* begin *

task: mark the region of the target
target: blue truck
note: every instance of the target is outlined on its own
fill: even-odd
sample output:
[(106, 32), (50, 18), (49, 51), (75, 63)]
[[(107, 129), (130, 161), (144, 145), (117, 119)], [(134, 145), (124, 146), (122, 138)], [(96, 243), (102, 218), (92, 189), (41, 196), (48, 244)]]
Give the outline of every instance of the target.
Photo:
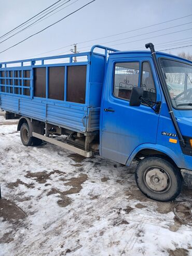
[(0, 106), (24, 145), (136, 161), (141, 191), (174, 199), (192, 183), (192, 62), (145, 46), (1, 63)]

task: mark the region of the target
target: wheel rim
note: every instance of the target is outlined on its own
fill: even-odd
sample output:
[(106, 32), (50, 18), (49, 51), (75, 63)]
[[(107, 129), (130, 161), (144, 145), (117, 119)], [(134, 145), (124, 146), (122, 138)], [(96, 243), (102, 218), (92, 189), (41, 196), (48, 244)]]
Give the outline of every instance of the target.
[(158, 167), (150, 167), (144, 173), (145, 185), (151, 190), (158, 193), (164, 193), (169, 190), (171, 180), (169, 173)]
[(23, 129), (22, 131), (22, 137), (24, 141), (26, 143), (28, 142), (29, 140), (29, 132), (26, 129)]

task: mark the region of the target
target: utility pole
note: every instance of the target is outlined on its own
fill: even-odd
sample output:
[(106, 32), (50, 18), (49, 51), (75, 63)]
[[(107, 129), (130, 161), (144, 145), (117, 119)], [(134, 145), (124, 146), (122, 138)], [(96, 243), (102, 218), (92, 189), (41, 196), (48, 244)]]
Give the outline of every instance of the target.
[[(74, 44), (74, 49), (71, 49), (71, 51), (74, 52), (74, 53), (77, 53), (78, 51), (77, 51), (77, 44)], [(77, 62), (77, 57), (76, 56), (74, 57), (74, 62)]]

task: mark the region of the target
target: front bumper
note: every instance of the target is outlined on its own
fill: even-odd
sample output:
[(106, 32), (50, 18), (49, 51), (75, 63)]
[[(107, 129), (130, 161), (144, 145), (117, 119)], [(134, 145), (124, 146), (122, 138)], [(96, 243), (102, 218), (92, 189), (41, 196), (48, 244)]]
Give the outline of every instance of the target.
[(192, 171), (186, 169), (181, 170), (184, 183), (188, 186), (192, 186)]

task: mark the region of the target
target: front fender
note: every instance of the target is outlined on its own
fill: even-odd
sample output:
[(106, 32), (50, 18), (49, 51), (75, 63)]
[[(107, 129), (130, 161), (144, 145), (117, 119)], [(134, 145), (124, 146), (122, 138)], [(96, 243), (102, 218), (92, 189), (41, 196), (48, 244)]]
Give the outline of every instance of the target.
[(136, 154), (141, 150), (145, 149), (154, 150), (157, 151), (160, 151), (166, 155), (169, 156), (174, 162), (176, 164), (177, 166), (180, 168), (187, 168), (186, 167), (186, 163), (185, 160), (185, 157), (181, 150), (181, 153), (179, 155), (176, 154), (175, 153), (171, 150), (170, 149), (167, 147), (161, 145), (157, 144), (150, 144), (150, 143), (144, 143), (136, 147), (134, 151), (132, 152), (131, 154), (128, 158), (126, 166), (129, 166), (131, 164), (131, 162), (136, 155)]

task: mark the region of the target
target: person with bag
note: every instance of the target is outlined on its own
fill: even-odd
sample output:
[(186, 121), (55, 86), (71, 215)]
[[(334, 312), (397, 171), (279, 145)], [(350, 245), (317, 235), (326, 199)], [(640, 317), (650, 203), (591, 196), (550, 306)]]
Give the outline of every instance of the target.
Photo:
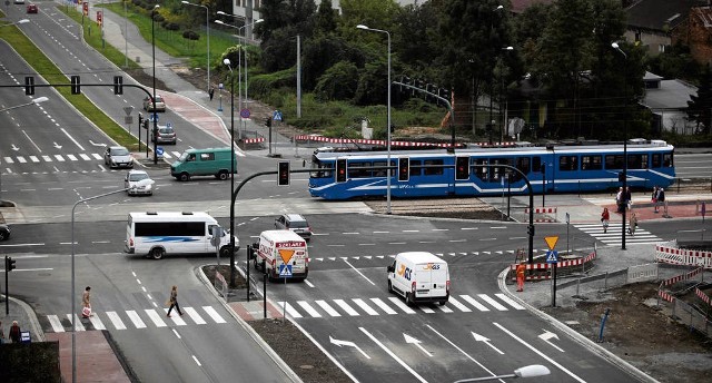
[(93, 316), (93, 314), (91, 313), (91, 294), (90, 294), (91, 287), (87, 286), (87, 288), (85, 288), (85, 293), (81, 295), (81, 317), (83, 318), (88, 318)]
[(603, 224), (603, 233), (609, 232), (609, 222), (611, 220), (611, 213), (609, 213), (609, 208), (604, 207), (603, 213), (601, 213), (601, 223)]
[(170, 307), (168, 307), (168, 317), (170, 317), (170, 311), (174, 310), (174, 307), (176, 307), (176, 311), (178, 312), (178, 315), (182, 316), (182, 312), (180, 311), (180, 306), (178, 305), (178, 286), (174, 285), (170, 288), (170, 297), (168, 298), (167, 304), (170, 305)]

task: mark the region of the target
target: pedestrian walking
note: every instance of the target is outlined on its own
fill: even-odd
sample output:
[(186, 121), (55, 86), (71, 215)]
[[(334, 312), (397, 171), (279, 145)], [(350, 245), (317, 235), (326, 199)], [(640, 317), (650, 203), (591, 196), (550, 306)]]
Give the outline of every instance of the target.
[(9, 335), (12, 343), (20, 343), (20, 325), (18, 324), (18, 321), (12, 321)]
[(170, 307), (168, 307), (168, 317), (170, 317), (170, 311), (174, 310), (174, 307), (176, 307), (176, 311), (178, 312), (178, 315), (182, 316), (182, 312), (180, 311), (180, 306), (178, 305), (178, 286), (174, 285), (170, 288), (170, 298), (168, 298), (167, 302)]
[(526, 273), (526, 266), (524, 265), (524, 261), (522, 261), (520, 262), (518, 265), (516, 265), (516, 291), (517, 292), (524, 291), (524, 273)]
[(631, 213), (631, 218), (627, 227), (627, 232), (631, 237), (635, 236), (635, 229), (637, 228), (637, 213)]
[(604, 207), (603, 213), (601, 213), (601, 223), (603, 224), (603, 233), (609, 232), (609, 222), (611, 220), (611, 213), (609, 213), (609, 208)]
[(87, 286), (85, 293), (81, 294), (81, 317), (88, 318), (93, 316), (91, 313), (91, 287)]

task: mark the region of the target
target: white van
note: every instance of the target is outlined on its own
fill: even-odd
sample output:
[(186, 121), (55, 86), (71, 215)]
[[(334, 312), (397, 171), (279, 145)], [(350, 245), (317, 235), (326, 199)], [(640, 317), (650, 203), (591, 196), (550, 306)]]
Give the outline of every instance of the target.
[(259, 234), (259, 242), (249, 249), (255, 268), (265, 269), (269, 281), (279, 278), (281, 265), (291, 265), (291, 277), (301, 281), (309, 274), (309, 253), (307, 243), (293, 230), (265, 230)]
[[(216, 229), (218, 228), (218, 229)], [(230, 256), (230, 236), (205, 212), (129, 213), (125, 252), (160, 259), (166, 254), (215, 254), (212, 233), (221, 233), (220, 256)], [(240, 243), (235, 237), (235, 251)]]
[(447, 262), (427, 252), (398, 253), (388, 266), (388, 293), (395, 292), (411, 305), (449, 298)]

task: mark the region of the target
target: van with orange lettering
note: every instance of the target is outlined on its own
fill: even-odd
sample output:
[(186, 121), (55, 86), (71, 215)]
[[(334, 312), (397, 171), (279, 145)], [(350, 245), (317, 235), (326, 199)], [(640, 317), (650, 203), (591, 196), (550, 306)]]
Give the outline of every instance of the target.
[(307, 243), (293, 230), (265, 230), (259, 235), (259, 242), (253, 244), (248, 252), (255, 268), (267, 274), (269, 281), (304, 281), (309, 275)]
[(413, 305), (449, 298), (449, 271), (447, 262), (427, 252), (398, 253), (387, 268), (388, 293), (396, 293)]

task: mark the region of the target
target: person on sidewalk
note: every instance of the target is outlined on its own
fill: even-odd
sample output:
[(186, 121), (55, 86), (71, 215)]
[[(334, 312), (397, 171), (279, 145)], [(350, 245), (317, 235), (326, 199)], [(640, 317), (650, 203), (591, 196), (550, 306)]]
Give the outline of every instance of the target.
[(609, 232), (609, 222), (611, 220), (611, 213), (609, 213), (609, 208), (604, 207), (603, 213), (601, 213), (601, 223), (603, 224), (603, 233)]
[(174, 307), (176, 307), (178, 315), (182, 316), (182, 312), (178, 305), (178, 286), (174, 285), (170, 288), (170, 298), (168, 298), (168, 303), (170, 304), (170, 307), (168, 307), (168, 315), (166, 316), (170, 317), (170, 311), (174, 310)]
[(12, 343), (20, 343), (20, 325), (18, 321), (12, 321), (12, 326), (10, 326), (10, 341)]
[(524, 261), (520, 262), (518, 265), (516, 265), (516, 291), (517, 292), (523, 292), (524, 291), (524, 273), (526, 272), (526, 266), (524, 265)]
[(87, 286), (81, 295), (81, 317), (88, 318), (93, 316), (91, 313), (91, 287)]
[(635, 228), (637, 228), (637, 213), (631, 213), (631, 219), (627, 227), (627, 232), (631, 234), (631, 237), (635, 236)]

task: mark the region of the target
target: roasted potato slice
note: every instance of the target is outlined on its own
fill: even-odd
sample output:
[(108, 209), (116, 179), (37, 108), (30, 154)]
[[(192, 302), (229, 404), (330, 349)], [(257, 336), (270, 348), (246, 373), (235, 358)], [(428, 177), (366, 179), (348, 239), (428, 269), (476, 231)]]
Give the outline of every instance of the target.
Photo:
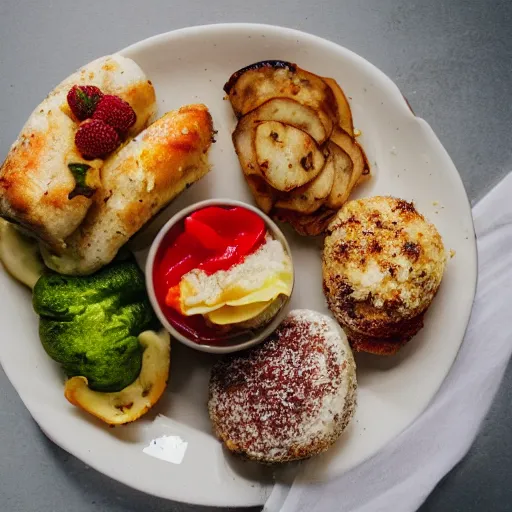
[(38, 242), (4, 219), (0, 219), (0, 261), (12, 277), (31, 289), (46, 270)]
[(299, 235), (317, 236), (327, 229), (335, 214), (335, 210), (322, 206), (310, 215), (292, 212), (291, 210), (276, 209), (273, 217), (278, 221), (290, 224)]
[(354, 123), (352, 121), (352, 110), (347, 97), (338, 82), (333, 78), (324, 77), (324, 82), (331, 88), (338, 106), (338, 126), (345, 130), (351, 137), (354, 136)]
[(310, 182), (325, 164), (325, 156), (312, 137), (277, 121), (256, 126), (254, 149), (265, 180), (283, 192)]
[(253, 113), (244, 116), (233, 132), (233, 144), (256, 204), (269, 213), (276, 201), (274, 189), (265, 181), (256, 161), (254, 150), (254, 129), (258, 125), (257, 116)]
[[(339, 149), (339, 151), (341, 150)], [(333, 188), (335, 172), (337, 171), (335, 171), (334, 156), (329, 154), (320, 174), (306, 185), (283, 195), (283, 198), (276, 202), (276, 208), (305, 214), (315, 212), (324, 204), (326, 197), (329, 197)]]
[(317, 75), (290, 62), (257, 62), (236, 71), (224, 86), (237, 117), (273, 98), (291, 98), (315, 110), (329, 136), (338, 108), (331, 88)]
[(350, 190), (354, 188), (363, 173), (368, 171), (368, 162), (361, 146), (347, 132), (336, 127), (331, 135), (331, 141), (337, 144), (352, 160), (352, 176), (350, 178)]
[(306, 132), (321, 145), (329, 137), (318, 112), (291, 98), (274, 98), (260, 105), (251, 115), (258, 121), (279, 121)]
[(334, 142), (329, 141), (328, 148), (335, 171), (334, 183), (329, 196), (325, 200), (325, 206), (333, 210), (339, 210), (350, 195), (354, 165), (347, 153)]
[(232, 139), (244, 175), (251, 176), (255, 174), (263, 178), (254, 149), (254, 130), (258, 124), (259, 121), (254, 115), (248, 114), (244, 116), (238, 122)]

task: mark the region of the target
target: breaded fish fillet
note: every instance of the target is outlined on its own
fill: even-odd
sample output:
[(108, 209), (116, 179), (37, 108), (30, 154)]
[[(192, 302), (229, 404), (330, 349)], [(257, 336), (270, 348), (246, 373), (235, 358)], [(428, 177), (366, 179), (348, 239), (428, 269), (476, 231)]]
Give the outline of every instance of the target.
[(62, 274), (90, 274), (159, 210), (209, 171), (213, 124), (204, 105), (171, 111), (135, 137), (102, 169), (102, 188), (60, 256), (43, 249), (45, 263)]

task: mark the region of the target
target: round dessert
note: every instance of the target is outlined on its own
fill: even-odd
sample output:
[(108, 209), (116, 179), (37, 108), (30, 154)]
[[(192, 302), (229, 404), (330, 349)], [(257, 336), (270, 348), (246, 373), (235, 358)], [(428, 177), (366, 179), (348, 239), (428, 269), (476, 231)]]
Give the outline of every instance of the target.
[(294, 310), (262, 344), (217, 363), (208, 410), (234, 453), (264, 463), (327, 450), (356, 407), (356, 366), (331, 318)]
[(443, 277), (441, 236), (393, 197), (346, 203), (328, 228), (323, 284), (354, 350), (396, 353), (422, 327)]
[(169, 324), (216, 345), (261, 329), (290, 296), (290, 255), (242, 206), (206, 206), (174, 224), (155, 254), (153, 288)]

* end *

Task to carry out –
Can you render the lines from the start of the records through the line containing "46), (1, 63)]" as a Markdown table with the columns Row and Line, skipping blank lines and leaving the pictures out?

Solution to this problem –
| Row | Line |
|---|---|
| 1 | task: mark the region of the target |
| 2 | target: blue truck |
| 3 | note: every instance of the target is outlined on its own |
| 4 | fill: even-odd |
| 5 | sample output: |
| 6 | [(106, 32), (50, 18), (49, 51), (75, 63)] |
| 7 | [[(107, 129), (130, 161), (144, 145), (117, 119)], [(134, 145), (124, 146), (122, 138)], [(96, 243), (102, 218), (92, 189), (41, 196), (48, 244)]] |
| 8 | Give the outline of every instance of the target. |
| 9 | Photo: |
| 10 | [(0, 106), (24, 145), (136, 161), (141, 191), (174, 199), (192, 183), (192, 62), (145, 46), (1, 63)] |